### [Given task]
Copy each of the following entries word for word.

### [Input for this task]
————

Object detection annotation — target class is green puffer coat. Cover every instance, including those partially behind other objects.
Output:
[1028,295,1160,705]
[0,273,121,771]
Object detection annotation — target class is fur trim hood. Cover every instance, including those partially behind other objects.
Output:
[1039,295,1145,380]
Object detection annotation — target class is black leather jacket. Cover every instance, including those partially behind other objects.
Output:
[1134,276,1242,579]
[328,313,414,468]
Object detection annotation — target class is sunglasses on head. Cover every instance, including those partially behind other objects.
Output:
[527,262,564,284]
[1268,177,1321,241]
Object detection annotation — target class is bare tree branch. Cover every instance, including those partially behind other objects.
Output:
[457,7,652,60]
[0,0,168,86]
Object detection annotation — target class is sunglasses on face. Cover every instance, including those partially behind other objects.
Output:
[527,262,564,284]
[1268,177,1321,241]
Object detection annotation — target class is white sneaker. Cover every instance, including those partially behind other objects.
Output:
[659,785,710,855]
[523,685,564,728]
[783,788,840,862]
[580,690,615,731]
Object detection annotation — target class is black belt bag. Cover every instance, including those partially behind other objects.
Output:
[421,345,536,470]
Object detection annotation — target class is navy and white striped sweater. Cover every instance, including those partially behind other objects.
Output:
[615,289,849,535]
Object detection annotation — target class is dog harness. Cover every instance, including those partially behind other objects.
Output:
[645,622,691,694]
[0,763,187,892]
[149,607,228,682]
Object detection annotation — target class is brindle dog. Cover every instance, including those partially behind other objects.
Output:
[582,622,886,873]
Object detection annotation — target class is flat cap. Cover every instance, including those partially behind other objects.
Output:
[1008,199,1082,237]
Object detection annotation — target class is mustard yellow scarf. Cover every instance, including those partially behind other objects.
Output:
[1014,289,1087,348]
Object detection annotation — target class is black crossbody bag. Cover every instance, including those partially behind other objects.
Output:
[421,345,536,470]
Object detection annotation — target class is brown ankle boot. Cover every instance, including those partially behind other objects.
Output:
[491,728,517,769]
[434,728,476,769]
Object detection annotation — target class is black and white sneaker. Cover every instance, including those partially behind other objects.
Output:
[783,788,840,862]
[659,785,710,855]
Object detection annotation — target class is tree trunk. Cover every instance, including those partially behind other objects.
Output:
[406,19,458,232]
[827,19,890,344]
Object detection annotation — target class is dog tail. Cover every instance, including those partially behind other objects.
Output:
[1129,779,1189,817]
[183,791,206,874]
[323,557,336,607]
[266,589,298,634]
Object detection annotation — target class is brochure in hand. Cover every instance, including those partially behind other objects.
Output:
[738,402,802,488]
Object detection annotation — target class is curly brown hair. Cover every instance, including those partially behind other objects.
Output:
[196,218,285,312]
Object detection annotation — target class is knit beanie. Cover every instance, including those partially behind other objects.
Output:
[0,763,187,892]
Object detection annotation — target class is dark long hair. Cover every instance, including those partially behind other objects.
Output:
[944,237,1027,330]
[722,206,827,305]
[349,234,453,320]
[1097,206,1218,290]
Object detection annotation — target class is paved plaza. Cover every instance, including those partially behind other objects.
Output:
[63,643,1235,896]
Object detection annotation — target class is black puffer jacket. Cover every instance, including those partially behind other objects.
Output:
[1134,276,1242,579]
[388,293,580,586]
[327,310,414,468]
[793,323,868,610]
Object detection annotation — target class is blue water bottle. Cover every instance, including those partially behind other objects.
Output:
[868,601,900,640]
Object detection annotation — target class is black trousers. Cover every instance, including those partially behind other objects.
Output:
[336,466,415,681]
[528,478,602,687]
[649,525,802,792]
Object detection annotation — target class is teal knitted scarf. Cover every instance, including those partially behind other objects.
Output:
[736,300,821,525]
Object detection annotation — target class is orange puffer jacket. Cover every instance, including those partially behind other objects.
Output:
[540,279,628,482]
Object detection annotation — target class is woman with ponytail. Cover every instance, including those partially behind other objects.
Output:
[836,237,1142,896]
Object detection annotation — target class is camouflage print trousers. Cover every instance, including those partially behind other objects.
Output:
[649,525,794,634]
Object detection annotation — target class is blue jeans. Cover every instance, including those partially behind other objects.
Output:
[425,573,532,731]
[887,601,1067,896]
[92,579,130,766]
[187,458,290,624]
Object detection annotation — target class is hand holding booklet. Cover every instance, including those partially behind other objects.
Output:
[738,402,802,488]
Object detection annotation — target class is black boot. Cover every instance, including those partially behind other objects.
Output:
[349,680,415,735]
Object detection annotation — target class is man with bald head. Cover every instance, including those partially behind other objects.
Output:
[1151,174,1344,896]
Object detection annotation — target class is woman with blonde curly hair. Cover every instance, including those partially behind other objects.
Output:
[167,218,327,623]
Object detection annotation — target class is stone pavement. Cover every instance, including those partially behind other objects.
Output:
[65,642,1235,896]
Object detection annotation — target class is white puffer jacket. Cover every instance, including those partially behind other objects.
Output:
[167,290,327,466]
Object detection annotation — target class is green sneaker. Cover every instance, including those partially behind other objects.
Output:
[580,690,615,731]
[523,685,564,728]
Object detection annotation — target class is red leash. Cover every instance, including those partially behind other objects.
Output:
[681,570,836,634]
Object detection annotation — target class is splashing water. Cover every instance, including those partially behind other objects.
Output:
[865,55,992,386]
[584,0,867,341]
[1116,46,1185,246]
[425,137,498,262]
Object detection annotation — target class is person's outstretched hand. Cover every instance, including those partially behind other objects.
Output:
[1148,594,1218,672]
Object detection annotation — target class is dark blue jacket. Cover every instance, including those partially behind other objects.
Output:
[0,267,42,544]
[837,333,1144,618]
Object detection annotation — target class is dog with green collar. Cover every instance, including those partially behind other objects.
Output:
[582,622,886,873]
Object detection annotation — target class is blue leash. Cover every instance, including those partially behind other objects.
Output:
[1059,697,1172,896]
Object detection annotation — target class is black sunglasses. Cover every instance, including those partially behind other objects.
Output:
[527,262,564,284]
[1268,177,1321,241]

————

### [Complete answer]
Object detection annotation — target class is green puffer coat. Cover every instance, including those partially behind other objects.
Output:
[1028,295,1160,705]
[0,273,121,771]
Object detection annotation — target class is fur trim hood. Cover every instance, including those partially behind other objects.
Output:
[1039,295,1145,380]
Object detection annotation — target class is black leather jacket. Cover every instance, including those partially behind other objects.
Output:
[1134,276,1242,579]
[328,313,414,468]
Object detection annotation — target class is sunglasses on head. Cover every instance, including those partially behind other objects.
Output:
[527,262,564,284]
[1268,177,1321,241]
Object detection annotation — target class is bare tree branch. Cover every instance, including those partially behind other objects.
Output:
[457,7,652,60]
[0,0,168,86]
Object detection annotation — target class is sunglasses on face. Cover every instance, including those partially behind other objects.
Output:
[527,262,564,284]
[1268,177,1321,241]
Object detection annotation — target class is white sneaker. Cover every instance, including those partially behind other objects.
Output:
[659,785,710,855]
[523,685,564,728]
[783,788,840,862]
[580,690,615,731]
Object detection annotation — target class is black belt bag. Cover every instance, including those partially behind other objects.
Output:
[421,345,536,470]
Object detection annotation — target class is navy and white striped sweater. Cover every instance, including those partially behind other objects.
Output:
[615,289,849,535]
Object detection annotation — target class is dog harness. Cover every instance, including those partially behind other objects.
Output:
[645,622,691,694]
[0,763,187,892]
[149,607,228,682]
Object detection annotation — target class is brindle dog. Cover every instance, including those partially behind other objects.
Output:
[582,622,886,873]
Object detection annotation — target class is flat cap. Cover every instance, including those partially behind other objects.
Output:
[1008,199,1082,237]
Object detection annotation — target class is mustard yellow scarf. Cover every instance, including those partially behind other objects.
Output:
[1014,289,1087,348]
Object detection annotation — target class is black crossbody bag. Cover every instance, including those partially behind other objects.
Output:
[421,345,536,470]
Object detection annotation — target class is brown ankle boot. Cover every instance, including those partially behind other objects.
Output:
[491,728,517,769]
[434,728,476,769]
Object detection annotation — target class is black and white sneaker. Cover every instance, including those partially behind other objects.
Output:
[783,788,840,862]
[659,785,710,855]
Object detection annotation — target class is tree trunk. Cover every instance, including those partially behind other objects.
Output:
[406,19,458,232]
[827,19,890,344]
Object detection annotation — target class is dog tail. Cover every instance, including those partially behind other objects.
Output:
[1129,779,1189,817]
[183,791,206,874]
[323,557,336,607]
[266,589,298,634]
Object detection annotation — target class is brochure in hand. Cover every instance, including those partially behind other objects.
Output:
[738,402,802,488]
Object detection annotation — target class is curly brown hair. Cover every instance, including those partially behind other objects.
Output:
[196,218,285,312]
Object detection annotation — target class is knit beanie. Cover every instance, including those partially behind other objects.
Output:
[0,763,187,892]
Object detection annotation — target class is dark long hair. Cover every instance, including those partially behind other objects.
Output:
[944,237,1027,330]
[722,206,827,305]
[349,234,453,320]
[1097,206,1218,290]
Object detection annotation — target class is paved plaza. Cover every instance, including those partially behind other objects.
Output:
[63,643,1235,896]
Object detection annotation — target class is black puffer jacket. Cover every instance, including those partially behind other objects.
Output:
[1134,276,1242,579]
[388,293,580,586]
[327,310,414,468]
[793,323,868,610]
Object detection annotation — target class is blue water bottle. Cover every instance, including those partially behind other objects.
Output:
[868,601,900,640]
Object detection annotation — target class is black trousers. Cover every instance, including those partially behind other objects.
Output:
[336,466,415,681]
[528,478,602,687]
[649,525,802,792]
Object detection annotation — target class is teal knitted scarf. Cover every instance, including those partially behind other objects.
Output:
[736,300,821,525]
Object detection annotation — target class is orange puffer jacket. Cover every instance, including those partially behind other objects.
Output:
[540,279,628,482]
Object detection annotation — target class is woman with ponytail. Cover every instance, including those partially behind other objects.
Output:
[836,237,1142,896]
Object detection annotation — target class is camouflage print trousers. Cover every instance, including those partially behind other objects.
Output:
[649,525,794,634]
Object detection annotation — target class is blue jeans. Cover every instance, including those partially behind other objects.
Output:
[425,573,532,731]
[887,601,1067,896]
[92,579,130,766]
[187,458,290,624]
Object detection annotation — target class is hand holding booklet. Cover every instance, including those partially behind other objects.
Output:
[738,402,802,488]
Object detection annotation — target class is black boot. Cover every instance, including those partially behind other objects.
Output:
[349,680,415,735]
Object detection annotation — target class is man with bald head. Cover every instance, including those partially behind other objects.
Output:
[1151,174,1344,896]
Object detection annotation — target class is woman with blonde curly hair. Cover every instance, including those partially behind other objects.
Output:
[167,218,327,623]
Object detection annotation — target class is stone pavement. Cover every instance, including those partially behind other objects.
Output:
[65,642,1235,896]
Object detection annotation — target class is white puffer jacket. Cover every instance, including those partially behind other objects.
Output:
[167,290,327,466]
Object detection annotation — target class is green sneaker. Cover every instance, including those partially behind other objects.
Output:
[580,690,615,731]
[523,685,564,728]
Object detection annotation — target class is red leash. Cover every instance, including those partially behind other objects.
Output:
[681,570,836,634]
Object detection annotation — target class is splashing water. Cover every instance, including those partially behind other objects.
Output:
[865,55,992,386]
[584,0,867,341]
[1116,46,1185,246]
[425,137,498,262]
Object detection annotation — target class is person's outstretched hand. Cover every instance, including those partially behind other objects.
Output:
[1148,594,1218,672]
Object detection annotation — target class is dark blue jacket. Cover every instance, including those partially behind other objects.
Output:
[0,267,42,544]
[837,333,1144,618]
Object detection annotation — target class is dog with green collar. Cover every instance, including those partially behind other objects.
Output:
[582,622,886,873]
Object detection annotation — target class is blue leash. Cover every instance, including those partially behind other objects.
Output:
[1059,697,1172,896]
Object detection annotation — target class is black sunglasses. Cover every instance, including those partially behind other objects.
Output:
[527,262,564,284]
[1268,177,1321,241]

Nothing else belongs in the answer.